Written exercise - Render every line of the items below as a Markdown table with two columns, "Row" for the row number and "Entry" for the line itself, leaving out any blank lines.

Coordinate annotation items

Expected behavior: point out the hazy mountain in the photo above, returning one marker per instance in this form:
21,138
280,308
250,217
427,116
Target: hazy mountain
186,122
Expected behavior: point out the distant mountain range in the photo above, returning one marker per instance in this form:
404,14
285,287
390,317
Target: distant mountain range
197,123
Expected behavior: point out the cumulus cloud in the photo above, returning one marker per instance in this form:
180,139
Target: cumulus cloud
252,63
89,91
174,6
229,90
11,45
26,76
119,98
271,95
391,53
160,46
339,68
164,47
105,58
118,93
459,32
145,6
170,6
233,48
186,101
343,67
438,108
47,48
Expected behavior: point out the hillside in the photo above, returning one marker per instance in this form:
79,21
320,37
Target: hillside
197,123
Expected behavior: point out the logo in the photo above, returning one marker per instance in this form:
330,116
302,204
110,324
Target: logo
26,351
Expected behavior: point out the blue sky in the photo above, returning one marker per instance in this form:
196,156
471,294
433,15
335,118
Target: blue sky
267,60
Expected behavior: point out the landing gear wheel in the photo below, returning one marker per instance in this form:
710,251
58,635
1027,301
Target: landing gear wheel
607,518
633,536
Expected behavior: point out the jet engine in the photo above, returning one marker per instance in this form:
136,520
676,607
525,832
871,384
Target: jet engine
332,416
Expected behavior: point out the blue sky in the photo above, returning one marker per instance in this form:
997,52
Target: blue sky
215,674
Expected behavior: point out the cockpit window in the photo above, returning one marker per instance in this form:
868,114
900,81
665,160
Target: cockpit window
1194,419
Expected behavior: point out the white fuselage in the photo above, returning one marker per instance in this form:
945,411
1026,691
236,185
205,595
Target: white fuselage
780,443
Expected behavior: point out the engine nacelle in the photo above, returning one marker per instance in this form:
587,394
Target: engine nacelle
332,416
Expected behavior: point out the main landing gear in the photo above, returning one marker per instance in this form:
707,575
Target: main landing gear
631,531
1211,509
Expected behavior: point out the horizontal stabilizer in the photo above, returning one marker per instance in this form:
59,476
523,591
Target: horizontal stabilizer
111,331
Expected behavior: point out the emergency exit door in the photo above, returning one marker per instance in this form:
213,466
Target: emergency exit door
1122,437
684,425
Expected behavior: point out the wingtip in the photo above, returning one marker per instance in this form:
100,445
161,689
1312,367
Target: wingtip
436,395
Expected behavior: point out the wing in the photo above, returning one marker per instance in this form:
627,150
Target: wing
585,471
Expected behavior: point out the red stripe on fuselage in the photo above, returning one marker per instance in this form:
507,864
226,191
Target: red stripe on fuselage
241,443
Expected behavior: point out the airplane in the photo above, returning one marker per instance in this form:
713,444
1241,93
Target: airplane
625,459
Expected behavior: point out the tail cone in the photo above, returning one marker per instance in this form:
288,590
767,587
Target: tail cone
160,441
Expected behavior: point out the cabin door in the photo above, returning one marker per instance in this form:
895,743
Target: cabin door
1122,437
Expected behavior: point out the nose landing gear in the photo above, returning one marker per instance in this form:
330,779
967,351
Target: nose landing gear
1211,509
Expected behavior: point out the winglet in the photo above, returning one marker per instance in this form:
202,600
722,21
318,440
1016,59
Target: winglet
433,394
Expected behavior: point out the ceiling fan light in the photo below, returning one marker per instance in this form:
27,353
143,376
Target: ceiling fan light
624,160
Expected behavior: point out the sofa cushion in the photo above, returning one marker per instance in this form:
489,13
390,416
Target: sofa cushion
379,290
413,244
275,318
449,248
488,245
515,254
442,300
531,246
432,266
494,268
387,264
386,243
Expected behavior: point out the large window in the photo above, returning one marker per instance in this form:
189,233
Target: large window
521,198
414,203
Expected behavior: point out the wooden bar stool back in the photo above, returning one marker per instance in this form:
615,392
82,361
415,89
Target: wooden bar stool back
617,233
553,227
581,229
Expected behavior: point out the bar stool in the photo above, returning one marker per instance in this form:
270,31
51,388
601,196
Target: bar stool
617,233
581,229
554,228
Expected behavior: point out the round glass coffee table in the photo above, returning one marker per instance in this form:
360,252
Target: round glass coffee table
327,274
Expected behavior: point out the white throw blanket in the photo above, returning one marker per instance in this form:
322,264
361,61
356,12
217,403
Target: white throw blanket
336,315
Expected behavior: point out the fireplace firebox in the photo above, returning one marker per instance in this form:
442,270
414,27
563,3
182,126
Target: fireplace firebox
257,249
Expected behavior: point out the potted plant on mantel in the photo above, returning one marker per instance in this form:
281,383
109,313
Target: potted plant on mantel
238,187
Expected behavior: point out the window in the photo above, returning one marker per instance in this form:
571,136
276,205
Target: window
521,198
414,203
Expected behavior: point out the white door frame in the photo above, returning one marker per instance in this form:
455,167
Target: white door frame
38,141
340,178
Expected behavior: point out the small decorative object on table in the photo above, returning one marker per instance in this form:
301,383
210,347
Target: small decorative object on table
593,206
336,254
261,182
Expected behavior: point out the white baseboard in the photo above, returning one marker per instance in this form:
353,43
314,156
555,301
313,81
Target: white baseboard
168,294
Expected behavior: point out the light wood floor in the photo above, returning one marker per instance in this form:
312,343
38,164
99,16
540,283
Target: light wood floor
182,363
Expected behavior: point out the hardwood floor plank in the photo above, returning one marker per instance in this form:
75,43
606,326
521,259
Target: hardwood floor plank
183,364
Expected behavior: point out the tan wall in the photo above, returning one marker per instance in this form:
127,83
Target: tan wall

Correct output -
| Row | Entry |
|---|---|
| 1 | Expected behavior: point out the hazy mountain in the photo above, returning one marker per instance in this form: |
| 2 | 21,138 |
| 3 | 280,308 |
| 4 | 250,217 |
| 5 | 427,116 |
| 6 | Target: hazy mountain |
| 7 | 186,122 |
| 8 | Expected behavior: point out the distant mountain range in the photo above, returning one marker per instance in this form: |
| 9 | 404,14 |
| 10 | 285,287 |
| 11 | 390,317 |
| 12 | Target: distant mountain range |
| 13 | 197,123 |
| 14 | Expected behavior: point out the cumulus cloud in the photo above, returning one marker per instance in this form: |
| 15 | 180,139 |
| 16 | Target: cumulus cloud |
| 17 | 252,63 |
| 18 | 89,91 |
| 19 | 174,6 |
| 20 | 229,90 |
| 21 | 11,45 |
| 22 | 26,76 |
| 23 | 119,98 |
| 24 | 271,95 |
| 25 | 391,53 |
| 26 | 160,46 |
| 27 | 339,68 |
| 28 | 164,47 |
| 29 | 105,58 |
| 30 | 118,93 |
| 31 | 459,32 |
| 32 | 145,6 |
| 33 | 170,6 |
| 34 | 233,48 |
| 35 | 186,101 |
| 36 | 343,67 |
| 37 | 438,108 |
| 38 | 47,48 |
| 39 | Expected behavior: point out the hillside in the photo above, returning one marker per instance in this form: |
| 40 | 79,21 |
| 41 | 320,37 |
| 42 | Target: hillside |
| 43 | 197,123 |
| 44 | Expected behavior: point out the logo in the photo above, returning one marker per instance in this form: |
| 45 | 330,116 |
| 46 | 302,204 |
| 47 | 110,324 |
| 48 | Target: logo |
| 49 | 26,351 |
| 50 | Expected behavior: point out the blue sky in the photo above, returning one marker per instance in this form: |
| 51 | 196,156 |
| 52 | 471,294 |
| 53 | 433,15 |
| 54 | 335,118 |
| 55 | Target: blue sky |
| 56 | 267,60 |
| 57 | Expected behavior: point out the landing gear wheel in the photo below, returning one marker per instance in this form: |
| 58 | 710,251 |
| 59 | 58,635 |
| 60 | 1027,301 |
| 61 | Target: landing gear wheel |
| 62 | 607,518 |
| 63 | 633,536 |
| 64 | Expected behavior: point out the jet engine in the photo above, returning one marker per instance in this form: |
| 65 | 136,520 |
| 66 | 676,607 |
| 67 | 525,832 |
| 68 | 871,384 |
| 69 | Target: jet engine |
| 70 | 332,416 |
| 71 | Expected behavior: point out the blue sky in the photo above, returning one marker per instance in this form: |
| 72 | 997,52 |
| 73 | Target: blue sky |
| 74 | 215,674 |
| 75 | Expected behavior: point out the cockpit window in the photo above, returning one marker per instance in this form: |
| 76 | 868,114 |
| 77 | 900,81 |
| 78 | 665,160 |
| 79 | Target: cockpit window |
| 80 | 1194,419 |
| 81 | Expected behavior: point out the white fuselage in the photo above, returning one marker per instance in this form: |
| 82 | 945,411 |
| 83 | 1026,691 |
| 84 | 236,185 |
| 85 | 205,595 |
| 86 | Target: white fuselage |
| 87 | 780,443 |
| 88 | Expected behavior: point out the engine nacelle in the photo above, returning one marker per instance in this form: |
| 89 | 587,394 |
| 90 | Target: engine nacelle |
| 91 | 332,416 |
| 92 | Expected behavior: point out the main landing gear in the photo above, returning one marker per instance in this form: |
| 93 | 707,575 |
| 94 | Target: main landing gear |
| 95 | 631,531 |
| 96 | 1211,509 |
| 97 | Expected behavior: point out the horizontal stabilizer in the photo above, returning one marker per instance in this form: |
| 98 | 59,476 |
| 99 | 523,591 |
| 100 | Target: horizontal stabilizer |
| 101 | 111,331 |
| 102 | Expected behavior: point out the emergency exit door in the photo above, returning one marker per instance in this form: |
| 103 | 213,466 |
| 104 | Target: emergency exit door |
| 105 | 1122,437 |
| 106 | 684,425 |
| 107 | Expected behavior: point out the wingtip in the photo above, returning one marker per instance in this form: |
| 108 | 100,445 |
| 109 | 161,689 |
| 110 | 1312,367 |
| 111 | Target: wingtip |
| 112 | 436,395 |
| 113 | Expected behavior: point out the wing in the photo above, returning one marker per instance in this form: |
| 114 | 627,150 |
| 115 | Target: wing |
| 116 | 585,471 |
| 117 | Expected behavior: point out the red stripe on fuselage in the photo above, returning one marker per instance in this form: |
| 118 | 507,864 |
| 119 | 226,191 |
| 120 | Target: red stripe on fuselage |
| 121 | 241,443 |
| 122 | Expected behavior: point out the airplane in the photo above, returning one marker per instance in this form: |
| 123 | 713,444 |
| 124 | 1241,93 |
| 125 | Target: airplane |
| 126 | 625,459 |
| 127 | Expected behavior: point out the tail cone in the photo above, returning one marker per instance in this form: |
| 128 | 288,590 |
| 129 | 767,587 |
| 130 | Target: tail cone |
| 131 | 160,441 |
| 132 | Expected behavior: point out the cabin door in the photo above, returning one marker per instance in this form: |
| 133 | 895,743 |
| 134 | Target: cabin door |
| 135 | 1122,437 |
| 136 | Expected behavior: point out the nose landing gear in the photo above, returning one marker per instance in this form: |
| 137 | 330,779 |
| 138 | 967,351 |
| 139 | Target: nose landing gear |
| 140 | 1211,509 |
| 141 | Expected behavior: point out the winglet in the photo above, returning one marker per instance in this form: |
| 142 | 202,600 |
| 143 | 722,21 |
| 144 | 318,440 |
| 145 | 1016,59 |
| 146 | Target: winglet |
| 147 | 433,394 |
| 148 | Expected behavior: point out the ceiling fan light in the photo below, returning one marker per instance in this form: |
| 149 | 27,353 |
| 150 | 143,376 |
| 151 | Target: ceiling fan light |
| 152 | 624,160 |
| 153 | Expected behavior: point out the sofa cushion in the photo above, returning one marker per instance in this form: |
| 154 | 489,13 |
| 155 | 390,416 |
| 156 | Target: sofa cushion |
| 157 | 379,290 |
| 158 | 413,244 |
| 159 | 275,318 |
| 160 | 449,248 |
| 161 | 488,245 |
| 162 | 515,254 |
| 163 | 442,300 |
| 164 | 531,246 |
| 165 | 432,266 |
| 166 | 494,268 |
| 167 | 387,264 |
| 168 | 386,243 |
| 169 | Expected behavior: point out the large window in the photo above, returning one marker per instance in this form: |
| 170 | 189,233 |
| 171 | Target: large window |
| 172 | 521,198 |
| 173 | 414,203 |
| 174 | Expected behavior: point out the wooden bar stool back in the photo above, returning one marker per instance in this form: |
| 175 | 615,392 |
| 176 | 82,361 |
| 177 | 415,89 |
| 178 | Target: wooden bar stool back |
| 179 | 617,233 |
| 180 | 553,227 |
| 181 | 581,229 |
| 182 | Expected behavior: point out the bar stool in the photo above, returning one marker per instance in this form: |
| 183 | 270,31 |
| 184 | 51,388 |
| 185 | 601,196 |
| 186 | Target: bar stool |
| 187 | 617,233 |
| 188 | 581,229 |
| 189 | 554,228 |
| 190 | Expected behavior: point out the round glass coffee table in the photo above, returning one marker per instance in this form: |
| 191 | 360,252 |
| 192 | Target: round glass coffee table |
| 193 | 327,274 |
| 194 | Expected behavior: point out the white throw blanket in the photo above, returning one marker per instance in this form: |
| 195 | 322,264 |
| 196 | 361,61 |
| 197 | 356,12 |
| 198 | 217,403 |
| 199 | Target: white throw blanket |
| 200 | 336,315 |
| 201 | Expected behavior: point out the fireplace firebox in the photo above, returning one marker per instance in this form: |
| 202 | 442,270 |
| 203 | 414,27 |
| 204 | 563,3 |
| 205 | 182,126 |
| 206 | Target: fireplace firebox |
| 207 | 257,249 |
| 208 | Expected behavior: point out the potted plant on mantel in the photo above, returning one marker per instance in this form: |
| 209 | 281,383 |
| 210 | 109,313 |
| 211 | Target: potted plant on mantel |
| 212 | 238,187 |
| 213 | Expected behavior: point out the window in the photo above, returning one marker per instance in this form: |
| 214 | 571,136 |
| 215 | 276,205 |
| 216 | Target: window |
| 217 | 521,198 |
| 218 | 414,203 |
| 219 | Expected behavior: point out the white door frame in the photo above, returning one marker per instance in this form: |
| 220 | 455,167 |
| 221 | Target: white door frame |
| 222 | 38,141 |
| 223 | 340,178 |
| 224 | Expected behavior: point out the small decorative object on table in the photo above, returning one marker per instance in this form: |
| 225 | 301,383 |
| 226 | 210,347 |
| 227 | Target: small decorative object on table |
| 228 | 593,206 |
| 229 | 336,254 |
| 230 | 261,182 |
| 231 | Expected behavior: point out the white baseboard in the photo above, returning one marker per instance in this form: |
| 232 | 353,43 |
| 233 | 314,156 |
| 234 | 555,301 |
| 235 | 313,81 |
| 236 | Target: white baseboard |
| 237 | 168,294 |
| 238 | Expected behavior: point out the light wood floor in the photo above, returning one marker per instance in this form: |
| 239 | 312,343 |
| 240 | 38,164 |
| 241 | 99,16 |
| 242 | 540,283 |
| 243 | Target: light wood floor |
| 244 | 182,363 |
| 245 | Expected behavior: point out the hardwood floor plank in the photo above, returning one marker per instance in this form: |
| 246 | 75,43 |
| 247 | 606,326 |
| 248 | 521,259 |
| 249 | Target: hardwood floor plank |
| 250 | 183,364 |
| 251 | Expected behavior: point out the tan wall in the photo above, returning one marker per instance in this form: |
| 252 | 127,83 |
| 253 | Target: tan wall |